**EXERCISE INSTRUCTIONS:**
1) According to the cheatballs recipe text, what is used to bind the sausage meat?
2) In the cheatballs recipe text, swap "pasta" for "spaghetti" and write out the passage starting with "Cheatballs with Tomato Sauce" and going on through "very satisfying supper.".
3) Resume the cheatballs recipe text after its last sentence.

**DOCUMENT EXCERPT:**
- - - - - - -
Cheatballs with Tomato Sauce

Image of cheatballs and tomato sauce with pasta

Cheat’s meatballs, these (what on earth did you think I meant?). You can tweak the flavourings to your heart’s content but all you really need is some seriously good-quality sausage meat and an egg to bind it. Paired with a quick home-made tomato sauce and a robust pasta, this makes a very satisfying supper.

I like Italian fennel sausage with this recipe. I also like sausage flavoured with lots of black pepper. Both work equally well, or you can add herbs and spices to suit your own preferences. You need something with a bit of punch and texture. Just don’t buy what my family used to call ‘city sausage’ – that bland, pink, squishy stuff that looks like something alien leaking from the ceiling of a spaceship in a sci-fi film.

These little meatballs freeze well so if you have space, make extra, cook them and freeze them for a super-easy supper down the line. Then just drop them (defrosted) into a pre-made tomato sauce and bingo, supper sorted on one of those nights when even ‘phoning for a takeaway seems like too much effort.
- - - - - - -
**DATA LINES:**
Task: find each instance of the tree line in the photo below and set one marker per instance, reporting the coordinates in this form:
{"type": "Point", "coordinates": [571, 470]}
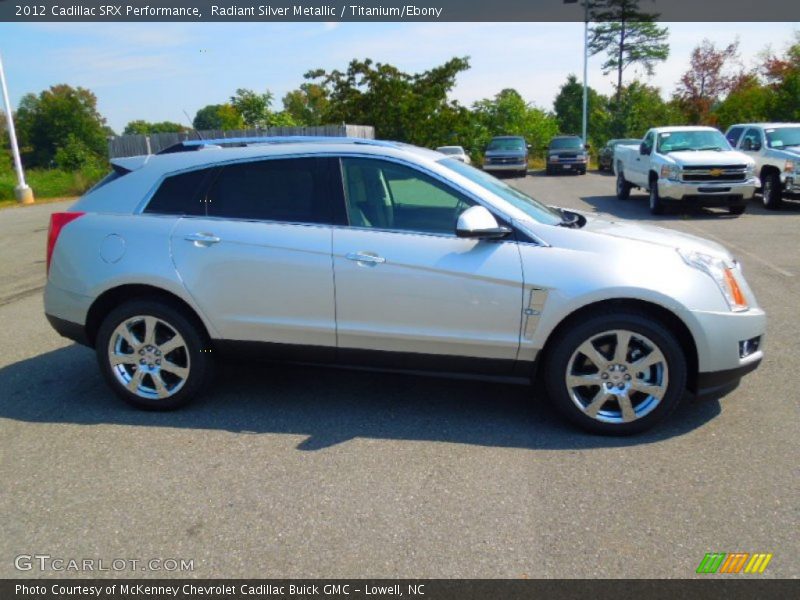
- - - - - - -
**TASK ANSWERS:**
1) An egg.

2)
Cheatballs with Tomato Sauce

Image of cheatballs and tomato sauce with spaghetti

Cheat’s meatballs, these (what on earth did you think I meant?). You can tweak the flavourings to your heart’s content but all you really need is some seriously good-quality sausage meat and an egg to bind it. Paired with a quick home-made tomato sauce and a robust spaghetti, this makes a very satisfying supper.

3)
Cheatballs

Image of cheatballs cooking in tomato sauce

Ingredients:

700-800g good quality sausage meat

Flavourings of your choice

1 egg, beaten

Flour

Oil

A few fresh herbs to garnish and some grated parmesan

Method:

If you’re using sausages rather than sausage meat, slit the skins and peel them off. Put the sausage meat into a big bowl and add any extra flavourings – try lightly bashed fennel seeds, black pepper, chilli, grated onion, oregano or parsley.

Bind with a beaten egg and form into small balls the size of a marble. Put some plain flour on a plate and roll the meatballs in it to coat them lightly.

Heat a few tablespoons of oil in a frying pan and fry the meatballs in batches until they’re brown all over. Don’t crowd the pan or they’ll steam instead of frying. Place on kitchen paper to drain. You can freeze them at this point, once cooled.

When you’re ready to eat, put the tomato sauce in a deep frying pan, add the meatballs and cook until they’re re-heated all the way through. In a separate pan, cook a quantity of pasta, drain, stir some of the tomato sauce into the pasta and serve the meatballs and remaining sauce on top. Garnish with a few herbs and grate over some parmesan cheese.

Image of cheatballs with tomato sauce, served over pasta

Tomato and Basil Sauce

Ingredients:

About 1 kg of fresh tomatoes, skinned and de-seeded or 2 x 400g tins Italian plum tomatoes

Olive oil

Salt and freshly ground black pepper

A bunch of basil, leaves plucked from stems and roughly chopped

And/or 1-2 fresh chillies or a good pinch of dried chilli flakes (optional)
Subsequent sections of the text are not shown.